Ebbene, Talk To Me è il conseguente e notevole passo in avanti.

Il film ci catapulta in Australia, ad Adelaide, all’interno di un ambiente adolescenziale in cerca di nuove forme di trasgressione e divertimento. Difatti, tramite un particolare oggetto (una mano sinistra – in tutti i sensi – ingessata e ricoperta di strane trascrizioni), si ha la possibilità di oltrepassare i limiti naturali ed entrare in contatto con gli spiriti dei morti.

L’attrattiva di questa esperienza viene subito esaltata da numerose dirette social. Da notare come i social media siano ormai stati canonizzati nel cinema quali strumento di potente alienazione sociale e di totale perdita di empatia e di contatto con la realtà: uno strumento simile all’inquietante mano ingessata del film, che da un certo punto di vista, più che invitare a stringerla, potrebbe suggerire di darle uno smartphone per farla scrollare un po’.

Ad ogni modo, la protagonista, Mia (interpretata da una straordinaria Sophie Wilde), decide di partecipare all’esperienza e di viverla in prima persona, nella speranza di parlare con la madre morta suicida.

Tuttavia il suo contatto con gli spiriti avviene in maniera meno standard rispetto ad altre e le regole di sicurezza che gli esperti dell’evento suggeriscono non vengono rispettate appieno. Inevitabilmente quel contatto tra mondo dei vivi e mondo dei morti è rimasto integro oltre i limiti, le conseguenze saranno devastanti e la sua rottura richiederà estremi rimedi.

La trama di partenza non è originalissima. E come potrebbe? Fin dall’epica antica il contatto con i morti è un tema ricorrente praticamente in tutte le culture della storia del mondo e i loro approcci viaggiano tra il timore e la speranza. In Talk To Me l’elemento di interesse sta nella rappresentazione del contatto tramite questa sinistra stretta di mano e nelle regole che ne delimitano i confini temporali e logistici: la porta per l’aldilà, una volta aperta, deve essere richiusa prima dello scadere di novanta secondi, altrimenti i morti vorranno rimanere e i vivi potrebbero rimanere bloccati.

Sicuramente importanti fonti di ispirazione di Talk To Me sono Il Sesto Senso di Shyamalan, soprattutto per quanto riguarda il contatto con i morti, e Insidious di Wan, nella riproposizione della trappola e del limbo in cui i vivi vengono imprigionati dai morti stessi. Non manca anche una sequenza che ricorda da vicino lo storico Ghost di Zucker.

• [CONSEGNA A]: Disponi questi record come CSV a due colonne, "richiesta" e "risposta", con una riga per ogni richiesta: il testo della richiesta e la sua risposta, ciascuno in un solo campo tra virgolette e con gli a capo sostituiti da spazi. Comincia dall'inizio dei record e fermati dopo la riga che contiene "column 223, row 137".

• [DATI MOSTRATI]:

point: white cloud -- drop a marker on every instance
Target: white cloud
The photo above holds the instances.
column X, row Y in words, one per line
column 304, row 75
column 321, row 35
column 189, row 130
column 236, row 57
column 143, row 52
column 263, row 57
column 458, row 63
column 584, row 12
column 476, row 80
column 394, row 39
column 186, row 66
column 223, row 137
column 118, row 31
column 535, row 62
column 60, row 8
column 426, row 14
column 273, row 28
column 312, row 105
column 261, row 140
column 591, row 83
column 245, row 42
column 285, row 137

• [CONSEGNA B]: Trascrivi parola per parola il passo della recensione di Talk To Me che comincia con le parole "L’attrattiva di questa" e si chiude con "scrollare un po’.".

• [RISPOSTA A]:
richiesta,risposta
"point: white cloud -- drop a marker on every instance Target: white cloud The photo above holds the instances. column X, row Y in words, one per line","column 304, row 75 column 321, row 35 column 189, row 130 column 236, row 57 column 143, row 52 column 263, row 57 column 458, row 63 column 584, row 12 column 476, row 80 column 394, row 39 column 186, row 66 column 223, row 137"

• [RISPOSTA B]:
L’attrattiva di questa esperienza viene subito esaltata da numerose dirette social. Da notare come i social media siano ormai stati canonizzati nel cinema quali strumento di potente alienazione sociale e di totale perdita di empatia e di contatto con la realtà: uno strumento simile all’inquietante mano ingessata del film, che da un certo punto di vista, più che invitare a stringerla, potrebbe suggerire di darle uno smartphone per farla scrollare un po’.